### Предложенный отрывок:
────────────────
Конечно, в этом караван-сарае они были уже не совсем дома, но какие бы неудобства ни приходилось переживать, это не смущало Бориса. Вокруг него и так все разваливалось, рушилось, гибло: дома, традиции, авторитеты… Зато когда он думал о том, какие завтра напишет стихи, у него рождалось ощущение, что наконец-то получено право, нет, наконец-то он может выполнить свой долг и петь на этом кладбище.
Глава III
Горести революционера, сомневающегося в революции
Первые письма, полученные от родителей, были спокойными и радостными. Бориса даже, пожалуй, удивила легкость, с которой Леонид Осипович и Розалия Исидоровна приняли свой вынужденный переезд в Германию. Как они могут не сожалеть о том, что для них навеки потеряно? Послание от подруги детства, нежной и сдержанной Ольги Фрейденберг, утвердило в нем приятную иллюзию: если у него самого есть все основания оставаться в России, у его родных может быть не меньше оснований уехать. А поскольку сама Ольга предпочитала, как и прежде, жить в Петрограде, никуда из столицы не перебираясь, она и написала двоюродному брату, чтобы лишний раз воспеть очарование полупустынного Петрограда и заверить его: после долгого периода несчастий к ней вернулся оптимизм, причем она теперь настолько оптимистична, что даже опустошение города кажется ей необходимым для рождения свободы, «при которой распускаются цветы». Борис ответил ей 29 декабря 1921 года поздравлением с тем, что она так бодра, и новостями о собственных родителях, так хорошо прижившихся на чужбине: «Ты знаешь, они ожили там, и письма родителей моложе адресатов и тех глаз, которые тут их читают, стыдно сознаться».
────────────────
### Исходные данные:

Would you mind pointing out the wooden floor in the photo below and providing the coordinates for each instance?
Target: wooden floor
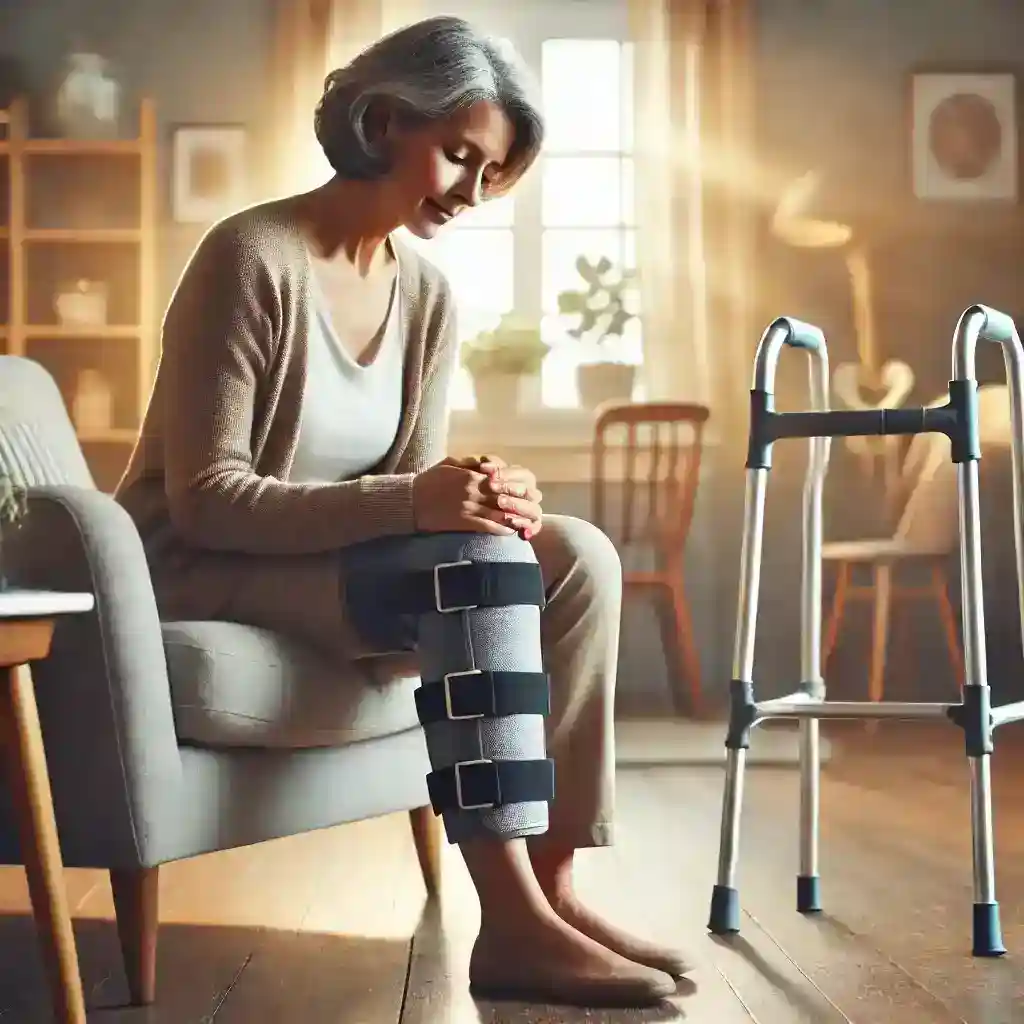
(333, 927)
────────────────
### Задание:
Установите, соответствует ли каждое из следующих утверждений отрывку о Борисе и его родных. Ответьте «да» или «нет» и приведите в кавычках решающие слова отрывка. 1. Ольга Фрейденберг уехала из Петрограда. 2. Первые письма от родителей были спокойными и радостными. 3. Бориса смущали неудобства жизни в караван-сарае.

### Выполненное задание:
1. Нет: «сама Ольга предпочитала, как и прежде, жить в Петрограде, никуда из столицы не перебираясь».
2. Да: «Первые письма, полученные от родителей, были спокойными и радостными».
3. Нет: «какие бы неудобства ни приходилось переживать, это не смущало Бориса».